GIVEN TEXT
From 666f1de5ba6251c79c2edfa1a3ec3918cd187fe2 Mon Sep 17 00:00:00 2001
From: Struan Donald <struan@exo.org.uk>
Date: Tue, 20 Aug 2024 18:34:57 +0100
Subject: [PATCH 2/3] [SP] parse wrans into interim XML

---
 pyscraper/sp_2024/__main__.py    |   8 ++
 pyscraper/sp_2024/parse_wrans.py | 163 +++++++++++++++++++++++++++++++
 2 files changed, 171 insertions(+)
 create mode 100644 pyscraper/sp_2024/parse_wrans.py

diff --git a/pyscraper/sp_2024/__main__.py b/pyscraper/sp_2024/__main__.py
index 9e7db18b..f990f0b0 100644
--- a/pyscraper/sp_2024/__main__.py
+++ b/pyscraper/sp_2024/__main__.py
@@ -14,6 +14,7 @@
 from .convert import convert_xml_to_twfy
 from .download import fetch_debates_for_dates, fetch_wrans_for_dates
 from .parse import tidy_up_html
+from .parse_wrans import tidy_up_wrans_html
 
 file_dir = Path(__file__).parent
 parldata = Path(file_dir, "..", "..", "..", "parldata")

PROVIDED RECORDS
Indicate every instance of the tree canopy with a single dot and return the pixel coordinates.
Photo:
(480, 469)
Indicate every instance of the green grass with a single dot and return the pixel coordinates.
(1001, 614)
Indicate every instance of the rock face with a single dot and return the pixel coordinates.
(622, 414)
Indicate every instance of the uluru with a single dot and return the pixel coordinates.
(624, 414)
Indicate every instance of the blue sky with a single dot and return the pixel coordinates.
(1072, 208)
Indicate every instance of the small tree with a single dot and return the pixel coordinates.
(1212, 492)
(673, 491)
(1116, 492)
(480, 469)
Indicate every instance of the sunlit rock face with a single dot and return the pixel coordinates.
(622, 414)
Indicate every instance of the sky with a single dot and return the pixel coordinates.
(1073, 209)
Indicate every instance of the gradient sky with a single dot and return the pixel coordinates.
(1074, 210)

...

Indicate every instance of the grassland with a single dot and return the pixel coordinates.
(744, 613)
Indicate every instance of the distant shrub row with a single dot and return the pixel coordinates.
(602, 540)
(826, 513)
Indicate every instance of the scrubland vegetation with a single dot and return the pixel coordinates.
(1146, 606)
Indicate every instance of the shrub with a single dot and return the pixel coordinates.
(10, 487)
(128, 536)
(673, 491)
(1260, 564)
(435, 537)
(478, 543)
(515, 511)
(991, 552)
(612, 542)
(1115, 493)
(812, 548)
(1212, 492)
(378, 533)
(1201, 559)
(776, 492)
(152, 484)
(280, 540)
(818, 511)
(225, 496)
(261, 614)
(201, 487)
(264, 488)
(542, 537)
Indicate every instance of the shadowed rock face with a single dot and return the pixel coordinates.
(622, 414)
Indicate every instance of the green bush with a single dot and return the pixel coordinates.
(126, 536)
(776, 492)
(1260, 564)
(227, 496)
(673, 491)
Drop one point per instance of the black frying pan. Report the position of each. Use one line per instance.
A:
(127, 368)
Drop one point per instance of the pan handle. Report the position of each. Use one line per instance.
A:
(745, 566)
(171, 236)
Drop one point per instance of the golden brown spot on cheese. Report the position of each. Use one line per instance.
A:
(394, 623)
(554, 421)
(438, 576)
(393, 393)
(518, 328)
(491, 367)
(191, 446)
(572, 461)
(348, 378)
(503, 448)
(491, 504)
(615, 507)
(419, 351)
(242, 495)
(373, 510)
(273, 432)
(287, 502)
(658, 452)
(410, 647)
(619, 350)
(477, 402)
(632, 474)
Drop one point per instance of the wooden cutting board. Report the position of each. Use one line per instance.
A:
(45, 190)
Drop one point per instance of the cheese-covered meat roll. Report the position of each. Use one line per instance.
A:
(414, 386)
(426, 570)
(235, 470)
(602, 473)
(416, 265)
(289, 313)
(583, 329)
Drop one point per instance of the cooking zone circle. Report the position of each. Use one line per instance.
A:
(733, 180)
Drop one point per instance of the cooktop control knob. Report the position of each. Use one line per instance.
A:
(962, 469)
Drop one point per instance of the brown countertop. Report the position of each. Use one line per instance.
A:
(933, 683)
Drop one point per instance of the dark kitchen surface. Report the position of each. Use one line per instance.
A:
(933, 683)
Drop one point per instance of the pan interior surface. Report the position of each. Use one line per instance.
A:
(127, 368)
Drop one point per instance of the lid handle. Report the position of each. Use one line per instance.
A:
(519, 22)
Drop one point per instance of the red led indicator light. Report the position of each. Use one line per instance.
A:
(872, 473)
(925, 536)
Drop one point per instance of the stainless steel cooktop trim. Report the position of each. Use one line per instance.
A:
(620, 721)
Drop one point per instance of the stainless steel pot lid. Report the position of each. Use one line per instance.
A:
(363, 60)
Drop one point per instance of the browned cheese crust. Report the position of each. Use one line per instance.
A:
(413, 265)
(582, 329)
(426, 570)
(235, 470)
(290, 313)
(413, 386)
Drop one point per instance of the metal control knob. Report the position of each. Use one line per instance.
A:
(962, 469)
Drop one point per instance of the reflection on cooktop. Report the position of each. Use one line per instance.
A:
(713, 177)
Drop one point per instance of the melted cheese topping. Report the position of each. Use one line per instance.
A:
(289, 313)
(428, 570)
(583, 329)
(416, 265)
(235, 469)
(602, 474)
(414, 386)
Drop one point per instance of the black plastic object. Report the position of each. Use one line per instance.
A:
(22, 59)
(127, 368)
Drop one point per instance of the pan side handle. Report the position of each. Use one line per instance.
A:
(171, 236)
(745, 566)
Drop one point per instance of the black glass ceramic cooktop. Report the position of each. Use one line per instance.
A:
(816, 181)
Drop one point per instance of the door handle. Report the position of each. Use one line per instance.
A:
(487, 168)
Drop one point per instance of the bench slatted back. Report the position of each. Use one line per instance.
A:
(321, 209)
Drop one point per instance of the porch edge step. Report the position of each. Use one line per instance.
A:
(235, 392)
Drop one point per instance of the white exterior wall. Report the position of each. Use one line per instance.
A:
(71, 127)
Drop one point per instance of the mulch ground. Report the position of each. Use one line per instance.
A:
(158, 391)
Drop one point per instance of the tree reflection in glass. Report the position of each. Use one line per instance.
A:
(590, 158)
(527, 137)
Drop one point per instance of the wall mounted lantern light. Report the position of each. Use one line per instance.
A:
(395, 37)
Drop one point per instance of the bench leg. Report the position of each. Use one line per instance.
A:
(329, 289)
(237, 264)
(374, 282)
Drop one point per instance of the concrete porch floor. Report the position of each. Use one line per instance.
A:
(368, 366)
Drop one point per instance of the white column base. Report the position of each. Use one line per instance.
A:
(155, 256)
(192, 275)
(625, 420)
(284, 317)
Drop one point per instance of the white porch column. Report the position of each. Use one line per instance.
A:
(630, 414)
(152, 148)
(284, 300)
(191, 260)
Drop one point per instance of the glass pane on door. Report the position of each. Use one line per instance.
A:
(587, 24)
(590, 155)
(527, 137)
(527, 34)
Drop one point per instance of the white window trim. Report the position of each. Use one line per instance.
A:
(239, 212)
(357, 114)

DO THIS
Write the next part of the git patch that adds parsing of written answers to the scraper, starting right after its final line.

TASK OUTPUT
@@ -167,6 +168,13 @@ def wrans(
         for file in file_iterator:
             pass
 
+    if parse:
+        file_iterator = cache_dir_iterator(download_dir, start, end, partial_file_name)
+        for file in file_iterator:
+            if verbose:
+                print(f"Parsing up {file}")
+            tidy_up_wrans_html(file, parsed_dir)
+
 
 if __name__ == "__main__":
     cli(prog_name="python -m pyscraper.sp_2024")
diff --git a/pyscraper/sp_2024/parse_wrans.py b/pyscraper/sp_2024/parse_wrans.py
new file mode 100644
index 00000000..254b28fa
--- /dev/null
+++ b/pyscraper/sp_2024/parse_wrans.py
@@ -0,0 +1,163 @@
+"""
+This module contains tools to convert the unstructured HTML of the debates into structured XML.
+This is not the TWFY style XML - but tries to retain all information from the original.
+"""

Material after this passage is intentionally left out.